**Exercise directions**
Every record below should be printed exactly as it appears.

* * *

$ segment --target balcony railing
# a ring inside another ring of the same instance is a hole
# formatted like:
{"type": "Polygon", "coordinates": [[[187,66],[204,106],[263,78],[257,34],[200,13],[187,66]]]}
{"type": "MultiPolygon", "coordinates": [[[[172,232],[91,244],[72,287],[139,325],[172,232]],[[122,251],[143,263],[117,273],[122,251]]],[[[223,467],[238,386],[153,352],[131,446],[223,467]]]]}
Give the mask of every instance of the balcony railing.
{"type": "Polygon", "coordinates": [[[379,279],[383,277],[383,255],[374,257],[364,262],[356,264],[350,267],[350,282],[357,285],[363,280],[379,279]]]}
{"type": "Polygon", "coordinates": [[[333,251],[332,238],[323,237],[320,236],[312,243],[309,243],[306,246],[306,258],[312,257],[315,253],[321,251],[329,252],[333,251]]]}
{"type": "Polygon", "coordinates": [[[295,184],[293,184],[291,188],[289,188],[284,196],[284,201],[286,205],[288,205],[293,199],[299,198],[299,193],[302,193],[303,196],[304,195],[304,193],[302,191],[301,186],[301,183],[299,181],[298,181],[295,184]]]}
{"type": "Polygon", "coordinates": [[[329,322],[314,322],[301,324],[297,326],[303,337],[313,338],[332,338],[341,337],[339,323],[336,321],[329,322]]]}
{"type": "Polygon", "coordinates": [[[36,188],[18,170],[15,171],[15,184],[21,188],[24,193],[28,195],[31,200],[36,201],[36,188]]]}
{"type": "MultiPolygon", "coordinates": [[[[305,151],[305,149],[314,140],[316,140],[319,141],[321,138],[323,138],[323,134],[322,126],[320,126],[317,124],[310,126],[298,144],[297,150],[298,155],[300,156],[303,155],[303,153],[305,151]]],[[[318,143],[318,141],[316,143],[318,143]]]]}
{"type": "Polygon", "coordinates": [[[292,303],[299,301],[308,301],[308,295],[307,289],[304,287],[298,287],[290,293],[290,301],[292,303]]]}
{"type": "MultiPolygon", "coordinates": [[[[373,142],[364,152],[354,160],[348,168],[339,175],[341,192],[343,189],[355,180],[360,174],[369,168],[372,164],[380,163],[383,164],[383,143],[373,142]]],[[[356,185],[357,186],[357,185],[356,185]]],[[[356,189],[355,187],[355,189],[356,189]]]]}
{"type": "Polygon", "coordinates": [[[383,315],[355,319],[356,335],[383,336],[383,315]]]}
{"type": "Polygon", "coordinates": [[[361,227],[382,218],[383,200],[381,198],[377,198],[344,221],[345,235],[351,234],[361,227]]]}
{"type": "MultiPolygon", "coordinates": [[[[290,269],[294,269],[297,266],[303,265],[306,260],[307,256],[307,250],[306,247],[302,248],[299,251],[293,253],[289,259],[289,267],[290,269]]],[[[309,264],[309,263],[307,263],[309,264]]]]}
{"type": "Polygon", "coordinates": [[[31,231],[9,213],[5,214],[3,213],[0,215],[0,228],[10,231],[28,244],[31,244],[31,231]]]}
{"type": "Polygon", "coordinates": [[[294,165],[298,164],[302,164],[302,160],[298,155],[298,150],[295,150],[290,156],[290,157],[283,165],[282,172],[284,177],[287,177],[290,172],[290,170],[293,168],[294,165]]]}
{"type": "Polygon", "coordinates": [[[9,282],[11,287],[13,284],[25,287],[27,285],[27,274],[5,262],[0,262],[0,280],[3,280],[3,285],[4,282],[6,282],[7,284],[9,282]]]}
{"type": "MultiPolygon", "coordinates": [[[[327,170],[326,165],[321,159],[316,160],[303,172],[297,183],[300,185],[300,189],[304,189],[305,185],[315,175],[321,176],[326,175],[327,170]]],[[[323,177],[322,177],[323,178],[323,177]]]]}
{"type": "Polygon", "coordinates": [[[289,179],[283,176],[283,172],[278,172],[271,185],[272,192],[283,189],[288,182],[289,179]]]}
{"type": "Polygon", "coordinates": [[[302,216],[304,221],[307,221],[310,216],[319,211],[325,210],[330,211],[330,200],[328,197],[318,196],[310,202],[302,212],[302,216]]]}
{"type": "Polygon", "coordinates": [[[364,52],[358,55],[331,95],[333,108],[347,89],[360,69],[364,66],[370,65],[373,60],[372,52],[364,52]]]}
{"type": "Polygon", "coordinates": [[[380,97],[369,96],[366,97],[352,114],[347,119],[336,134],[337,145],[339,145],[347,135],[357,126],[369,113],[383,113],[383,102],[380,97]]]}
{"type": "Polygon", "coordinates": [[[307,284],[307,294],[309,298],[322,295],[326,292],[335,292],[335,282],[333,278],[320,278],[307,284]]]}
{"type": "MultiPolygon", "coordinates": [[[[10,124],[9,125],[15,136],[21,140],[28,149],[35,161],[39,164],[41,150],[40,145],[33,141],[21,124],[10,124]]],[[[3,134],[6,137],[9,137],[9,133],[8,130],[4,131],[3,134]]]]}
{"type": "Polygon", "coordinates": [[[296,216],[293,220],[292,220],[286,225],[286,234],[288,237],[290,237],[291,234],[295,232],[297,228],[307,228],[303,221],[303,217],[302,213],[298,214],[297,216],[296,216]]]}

* * *

**Task output**
$ segment --target balcony railing
# a ring inside another ring of the same instance is a hole
# formatted like:
{"type": "Polygon", "coordinates": [[[187,66],[204,106],[263,78],[257,34],[200,13],[187,66]]]}
{"type": "MultiPolygon", "coordinates": [[[[172,232],[91,244],[72,287],[139,325],[172,232]],[[122,251],[143,263],[117,273],[122,251]]],[[[223,467],[238,386],[153,352],[131,446],[223,467]]]]}
Give the mask of every instance of the balcony railing.
{"type": "Polygon", "coordinates": [[[379,279],[383,277],[383,255],[374,257],[364,262],[356,264],[350,267],[350,282],[357,285],[363,280],[379,279]]]}
{"type": "Polygon", "coordinates": [[[333,251],[332,238],[323,237],[320,236],[312,243],[309,243],[306,246],[306,258],[312,257],[315,253],[321,251],[329,252],[333,251]]]}
{"type": "Polygon", "coordinates": [[[295,184],[293,184],[291,188],[289,188],[284,196],[284,201],[286,205],[288,205],[293,199],[299,198],[299,193],[302,193],[303,196],[304,195],[304,193],[302,191],[301,186],[301,183],[299,181],[298,181],[295,184]]]}
{"type": "Polygon", "coordinates": [[[329,322],[314,322],[301,324],[297,326],[303,337],[313,338],[332,338],[341,337],[339,323],[336,321],[329,322]]]}
{"type": "Polygon", "coordinates": [[[36,188],[18,170],[15,171],[15,184],[21,188],[24,193],[28,195],[31,200],[36,201],[36,188]]]}
{"type": "MultiPolygon", "coordinates": [[[[305,151],[305,149],[314,140],[316,140],[319,141],[321,138],[323,138],[323,134],[322,126],[320,126],[317,124],[310,126],[298,144],[297,150],[298,155],[300,156],[303,155],[303,153],[305,151]]],[[[318,143],[318,141],[316,143],[318,143]]]]}
{"type": "Polygon", "coordinates": [[[292,303],[299,301],[308,301],[308,295],[307,289],[304,287],[298,287],[290,293],[290,301],[292,303]]]}
{"type": "MultiPolygon", "coordinates": [[[[373,142],[364,152],[354,160],[348,168],[339,175],[341,192],[343,189],[355,180],[360,174],[369,168],[372,164],[380,163],[383,164],[383,143],[373,142]]],[[[356,185],[357,186],[357,185],[356,185]]],[[[356,189],[355,187],[355,189],[356,189]]]]}
{"type": "Polygon", "coordinates": [[[383,315],[355,319],[356,335],[383,336],[383,315]]]}
{"type": "Polygon", "coordinates": [[[361,227],[382,218],[383,200],[381,198],[377,198],[344,221],[345,235],[351,234],[361,227]]]}
{"type": "MultiPolygon", "coordinates": [[[[290,269],[294,269],[297,266],[303,265],[306,260],[307,256],[307,250],[306,247],[302,248],[299,251],[293,253],[289,259],[289,267],[290,269]]],[[[309,264],[309,263],[307,263],[309,264]]]]}
{"type": "Polygon", "coordinates": [[[31,231],[9,213],[5,214],[3,213],[0,215],[0,228],[10,231],[28,244],[31,244],[31,231]]]}
{"type": "Polygon", "coordinates": [[[294,165],[298,164],[302,164],[302,160],[298,155],[298,150],[295,150],[290,156],[290,157],[283,165],[282,172],[284,177],[287,177],[290,172],[290,170],[293,168],[294,165]]]}
{"type": "Polygon", "coordinates": [[[9,282],[11,287],[13,284],[25,287],[27,285],[27,274],[5,262],[0,262],[0,280],[3,280],[3,285],[4,282],[6,282],[7,284],[9,282]]]}
{"type": "MultiPolygon", "coordinates": [[[[327,170],[326,165],[321,159],[316,160],[303,172],[297,183],[300,185],[300,189],[304,189],[305,185],[315,175],[321,176],[326,175],[327,170]]],[[[323,177],[322,177],[323,178],[323,177]]]]}
{"type": "Polygon", "coordinates": [[[289,179],[283,176],[283,172],[278,172],[271,185],[272,192],[283,189],[288,182],[289,179]]]}
{"type": "Polygon", "coordinates": [[[302,216],[304,221],[307,221],[310,216],[319,211],[325,210],[330,211],[330,200],[328,197],[318,196],[310,202],[302,212],[302,216]]]}
{"type": "Polygon", "coordinates": [[[364,52],[358,55],[331,95],[333,108],[347,89],[360,69],[364,66],[370,65],[373,60],[372,52],[364,52]]]}
{"type": "Polygon", "coordinates": [[[380,97],[369,96],[366,97],[352,114],[347,119],[336,134],[337,145],[339,145],[347,135],[357,126],[369,113],[383,113],[383,102],[380,97]]]}
{"type": "Polygon", "coordinates": [[[307,284],[307,294],[309,298],[322,295],[326,292],[335,292],[335,282],[333,278],[320,278],[307,284]]]}
{"type": "MultiPolygon", "coordinates": [[[[10,124],[9,125],[15,136],[21,140],[28,149],[35,161],[39,164],[41,150],[40,145],[33,141],[21,124],[10,124]]],[[[3,134],[6,137],[9,137],[9,133],[8,130],[4,131],[3,134]]]]}
{"type": "Polygon", "coordinates": [[[296,216],[293,220],[292,220],[286,225],[286,234],[288,237],[290,237],[291,234],[295,232],[297,228],[307,228],[303,221],[303,217],[302,213],[298,214],[297,216],[296,216]]]}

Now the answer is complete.